■ Work item
Set down every record below exactly as written, but leave out the pictures.

** Opening Source material block **

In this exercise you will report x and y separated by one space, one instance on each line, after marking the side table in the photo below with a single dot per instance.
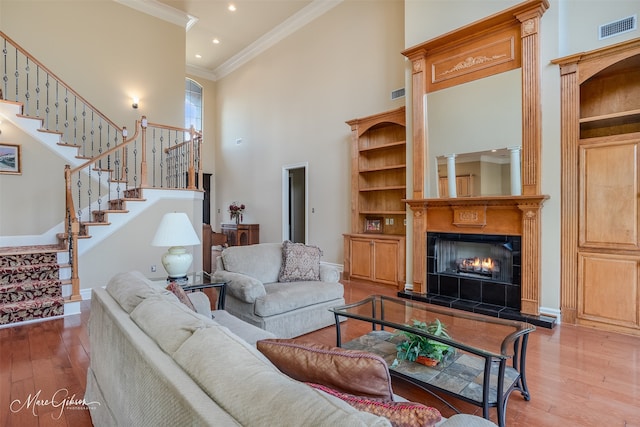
202 280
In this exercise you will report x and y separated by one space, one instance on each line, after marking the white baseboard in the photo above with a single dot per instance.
553 312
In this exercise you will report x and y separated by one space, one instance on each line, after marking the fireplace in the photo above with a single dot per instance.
475 272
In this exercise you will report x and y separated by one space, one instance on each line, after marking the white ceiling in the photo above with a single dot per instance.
254 26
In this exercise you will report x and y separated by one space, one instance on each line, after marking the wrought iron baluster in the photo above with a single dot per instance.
5 76
16 73
27 95
37 91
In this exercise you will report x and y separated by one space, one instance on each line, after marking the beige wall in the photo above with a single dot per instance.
289 106
26 206
209 133
567 27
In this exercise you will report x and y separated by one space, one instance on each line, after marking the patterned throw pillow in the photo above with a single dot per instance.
181 294
400 414
299 262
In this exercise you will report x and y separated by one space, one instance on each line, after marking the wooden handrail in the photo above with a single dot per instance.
110 151
52 74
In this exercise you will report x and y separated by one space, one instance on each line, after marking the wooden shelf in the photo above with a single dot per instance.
623 114
382 212
383 168
387 188
385 146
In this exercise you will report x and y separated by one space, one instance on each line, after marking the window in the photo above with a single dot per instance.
192 105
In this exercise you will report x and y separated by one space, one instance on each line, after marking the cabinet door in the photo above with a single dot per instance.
609 195
361 260
609 289
385 261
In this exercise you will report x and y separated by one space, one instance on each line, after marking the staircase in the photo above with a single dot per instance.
31 285
106 168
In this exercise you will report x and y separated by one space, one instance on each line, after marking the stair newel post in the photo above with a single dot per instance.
73 229
143 164
192 147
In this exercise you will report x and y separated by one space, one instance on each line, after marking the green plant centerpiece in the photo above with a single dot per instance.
417 348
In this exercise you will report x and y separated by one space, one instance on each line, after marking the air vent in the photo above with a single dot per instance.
618 27
398 93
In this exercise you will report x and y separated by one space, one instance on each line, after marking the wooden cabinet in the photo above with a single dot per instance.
376 258
241 234
378 188
601 182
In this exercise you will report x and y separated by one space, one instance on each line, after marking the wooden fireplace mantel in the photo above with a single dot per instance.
511 215
504 41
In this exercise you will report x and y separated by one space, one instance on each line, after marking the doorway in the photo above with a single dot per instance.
294 203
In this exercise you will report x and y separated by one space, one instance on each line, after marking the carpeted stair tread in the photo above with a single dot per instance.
12 260
30 285
30 310
30 290
22 273
34 249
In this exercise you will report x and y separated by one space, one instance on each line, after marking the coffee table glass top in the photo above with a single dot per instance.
487 335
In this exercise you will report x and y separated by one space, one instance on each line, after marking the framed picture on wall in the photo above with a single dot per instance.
373 224
10 159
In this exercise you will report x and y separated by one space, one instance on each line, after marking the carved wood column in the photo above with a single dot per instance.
531 104
570 133
419 254
418 136
531 254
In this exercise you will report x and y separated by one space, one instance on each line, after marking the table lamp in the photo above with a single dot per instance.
175 231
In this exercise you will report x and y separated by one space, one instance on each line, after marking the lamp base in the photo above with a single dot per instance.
184 280
177 262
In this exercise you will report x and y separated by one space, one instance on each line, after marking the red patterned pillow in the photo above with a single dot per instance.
300 262
400 414
181 294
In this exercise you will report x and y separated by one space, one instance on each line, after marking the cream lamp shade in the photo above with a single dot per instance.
176 231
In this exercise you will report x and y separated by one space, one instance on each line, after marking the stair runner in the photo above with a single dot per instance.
30 286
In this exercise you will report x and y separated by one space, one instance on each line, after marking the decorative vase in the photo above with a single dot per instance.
426 361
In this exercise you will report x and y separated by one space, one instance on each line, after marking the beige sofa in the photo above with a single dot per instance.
256 295
155 362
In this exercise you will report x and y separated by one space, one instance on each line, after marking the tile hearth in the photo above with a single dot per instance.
481 308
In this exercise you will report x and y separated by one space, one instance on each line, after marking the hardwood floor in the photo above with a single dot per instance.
577 376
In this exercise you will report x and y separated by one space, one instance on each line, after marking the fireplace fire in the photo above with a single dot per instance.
477 265
486 260
474 271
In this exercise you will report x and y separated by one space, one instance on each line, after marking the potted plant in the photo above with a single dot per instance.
420 349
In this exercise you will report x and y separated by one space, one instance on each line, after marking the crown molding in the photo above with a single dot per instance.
201 72
161 11
288 27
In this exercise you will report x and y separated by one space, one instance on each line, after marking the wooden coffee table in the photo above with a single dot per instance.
490 356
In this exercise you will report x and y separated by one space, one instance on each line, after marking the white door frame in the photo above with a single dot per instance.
285 199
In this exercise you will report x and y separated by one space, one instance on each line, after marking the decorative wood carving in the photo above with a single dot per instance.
472 216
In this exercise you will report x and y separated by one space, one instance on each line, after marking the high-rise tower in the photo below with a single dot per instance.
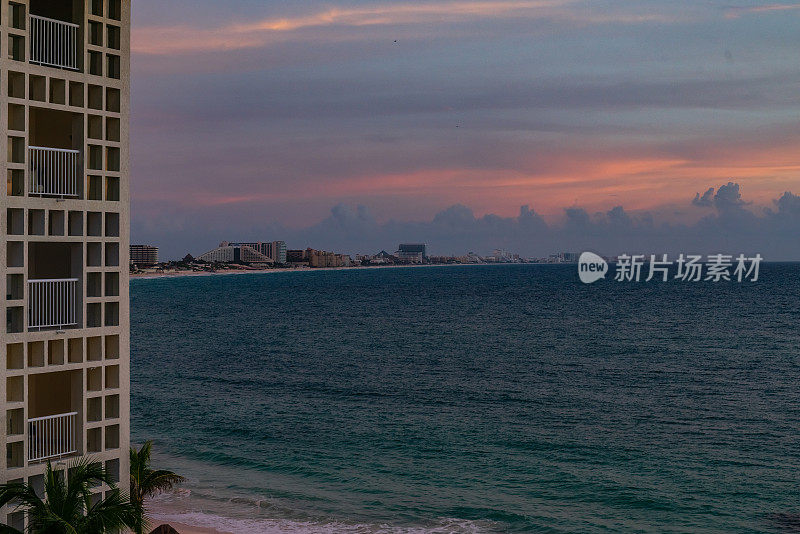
65 85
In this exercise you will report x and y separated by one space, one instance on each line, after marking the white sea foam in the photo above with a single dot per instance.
275 526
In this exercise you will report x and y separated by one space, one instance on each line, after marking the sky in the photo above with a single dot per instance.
535 126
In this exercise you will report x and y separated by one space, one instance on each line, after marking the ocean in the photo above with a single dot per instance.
506 398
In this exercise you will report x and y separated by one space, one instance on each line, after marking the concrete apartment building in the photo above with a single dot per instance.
143 255
64 81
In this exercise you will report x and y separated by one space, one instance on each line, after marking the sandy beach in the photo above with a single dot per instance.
190 529
153 275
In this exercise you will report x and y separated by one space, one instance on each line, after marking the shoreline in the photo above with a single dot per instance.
184 528
177 274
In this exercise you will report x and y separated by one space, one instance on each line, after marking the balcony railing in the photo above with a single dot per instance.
53 171
54 43
52 303
52 436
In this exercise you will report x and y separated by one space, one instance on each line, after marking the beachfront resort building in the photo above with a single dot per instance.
143 255
234 253
65 376
267 252
412 252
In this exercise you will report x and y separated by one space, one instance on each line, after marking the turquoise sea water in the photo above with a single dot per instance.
472 399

** Closing Source material block **

■ Written solution
In this exercise you will report x and y separated by one space, one instance on each line, after marking the side table in the photo below with a single dot per instance.
202 280
In this exercise you will report x and y separated by one space, one instance on each line, after marking the white baseboard in the photo above with a single dot per instance.
553 312
In this exercise you will report x and y separated by one space, one instance on each line, after marking the fireplace in the photo above with a single dot per instance.
475 272
In this exercise you will report x and y separated by one space, one instance on each line, after marking the white ceiling in the photo above with a single dot per instance.
254 26
In this exercise you will report x and y separated by one space, one instance on each line, after marking the wrought iron baluster in the photo above with a single dot per instance.
5 76
16 73
27 95
37 91
In this exercise you will report x and y separated by one space, one instance on each line, after marking the beige wall in the photo above with a single dot per instance.
289 106
26 206
209 133
567 27
In this exercise you will report x and y separated by one space, one instance on each line, after marking the patterned throw pillow in the photo above with a single dot per instance.
181 294
400 414
299 262
In this exercise you will report x and y separated by one space, one instance on each line, after marking the wooden handrail in the photo above with a single dot per instance.
110 151
52 74
In this exercise you will report x and y separated by one space, one instance on each line, after marking the wooden shelf in the photo above with a single dot per instance.
623 114
382 212
383 168
387 188
385 146
In this exercise you will report x and y separated by one space, one instance on each line, after marking the window in the photo above with a single dot per instance.
192 105
In this exercise you will report x and y separated by one space, one instance on each line, after marking the cabinet door in the photo above with a single dot per instance.
609 195
361 260
609 289
385 261
In this exercise you will report x and y separated by one space, one instance on each line, after marking the staircase in the photo above with a single dot per instance.
31 285
106 168
In this exercise you will report x and y separated by one space, one instance on each line, after marking the stair newel post in the photo above with a single dot per instance.
73 229
143 164
192 147
In this exercise you will report x and y separated by one space, one instance on each line, after marking the green plant centerpiece in the photo above with a single dot per instance.
417 348
In this exercise you will report x and y separated by one space, one instance on each line, after marking the air vent in the photo above with a single dot per instance.
618 27
398 93
In this exercise you will report x and y separated by one space, one instance on each line, after marking the wooden cabinet in the photo above with a single dot per instance.
376 258
241 234
378 188
601 182
In this exercise you will report x and y separated by one space, one instance on each line, after marking the wooden fireplace mantel in the photo above with a single dot per instance.
511 215
504 41
In this exercise you will report x and y separated by one space, one instance on each line, after marking the doorway in the photo above with a single dot per instance.
294 203
In this exercise you will report x and y separated by one space, one instance on each line, after marking the carpeted stair tread in the photo above with a single dot per instance.
12 260
30 285
30 310
30 290
22 273
34 249
In this exercise you will report x and y separated by one space, one instance on each line, after marking the coffee table glass top in the photo above with a single dot per instance.
487 335
In this exercise you will report x and y separated by one space, one instance on each line, after marking the framed picture on wall in the photo above with a single dot per instance.
373 224
10 159
In this exercise you will report x and y separated by one space, one instance on each line, after marking the carved wood column in the photo above with a single dot per instance.
531 104
570 133
419 254
418 136
531 254
In this exercise you will report x and y separated by one space, one instance on each line, after marking the table lamp in the photo above with a single dot per instance.
175 231
In this exercise you will report x and y separated by one space, one instance on each line, after marking the lamp base in the photo above with a single dot per instance.
184 280
177 262
In this exercise you will report x and y separated by one space, one instance on each line, after marking the red patterned pillow in the photo above with a single dot per instance.
300 262
400 414
181 294
In this exercise you will report x and y separated by one space, one instance on each line, after marking the cream lamp shade in the photo above with a single dot per instance.
176 231
In this exercise you will report x and y separated by one space, one instance on each line, after marking the stair runner in the photo above with a single dot per instance.
30 286
In this exercise you will report x and y separated by one space, one instance on each line, after marking the decorative vase in the photo above with a single dot per instance.
426 361
In this exercise you will report x and y separated by one space, one instance on each line, after marking the beige sofa in the photo above with a single dot per instance.
256 295
155 362
In this exercise you will report x and y separated by one space, one instance on each line, after marking the tile hearth in the photo above with a single dot per instance.
481 308
In this exercise you will report x and y separated by one space, one instance on each line, after marking the hardwood floor in the photo above with a single dot per instance.
577 376
In this exercise you will report x and y separated by one space, one instance on each line, after marking the fireplace fire in the photo above with a single dot per instance.
477 265
486 260
474 271
In this exercise you will report x and y separated by one space, one instance on each line, after marking the potted plant in the photo above with a single dot per instance.
420 349
In this exercise you will report x and y separated by one space, one instance on each line, after marking the crown molding in the photo above with a single dot per instance.
201 72
161 11
288 27
In this exercise you will report x and y separated by one space, one instance on each line, after marking the wooden coffee table in the photo above with a single dot per instance.
490 356
In this exercise you will report x and y separated by one space, one instance on each line, after marking the white door frame in the photo above with a single dot per instance.
285 199
In this exercise you will report x and y separated by one space, one instance on each line, after marking the decorative wood carving in the photo above with a single dot per instance.
472 216
In this exercise you will report x and y separated by one space, one instance on each line, after marking the high-rise tower in the photo below with a single dot per instance.
65 85
In this exercise you will report x and y separated by one space, one instance on each line, after marking the white sea foam in the photo above with a single dot per instance.
275 526
In this exercise you will report x and y separated by one space, one instance on each line, after marking the sky in the photo above with a single dot per instance.
535 126
In this exercise you will report x and y separated by one space, one instance on each line, after marking the ocean in the photo above with a single dot per instance.
506 398
In this exercise you will report x and y separated by one space, one instance on each line, after marking the concrete apartment building in the photo above with a single dot per instance.
143 255
64 81
In this exercise you will report x and y separated by one space, one instance on each line, after marking the sandy beach in the photo above with a single dot per instance.
190 529
153 275
In this exercise you will report x and y separated by one space, one instance on each line, after marking the shoreline in the photo above with a single dot per instance.
184 528
177 274
In this exercise you will report x and y separated by one space, one instance on each line, after marking the balcony railing in the photo above with a single dot per instance.
53 171
54 43
52 303
52 436
In this exercise you will report x and y separated by one space, one instance on each line, after marking the beachfront resort building in the photo above with a single dot per instance.
143 255
234 253
65 376
267 252
412 252
In this exercise you will report x and y separated by one space, one instance on each line, after marking the turquoise sea water in the photo above with a single dot per instance.
472 399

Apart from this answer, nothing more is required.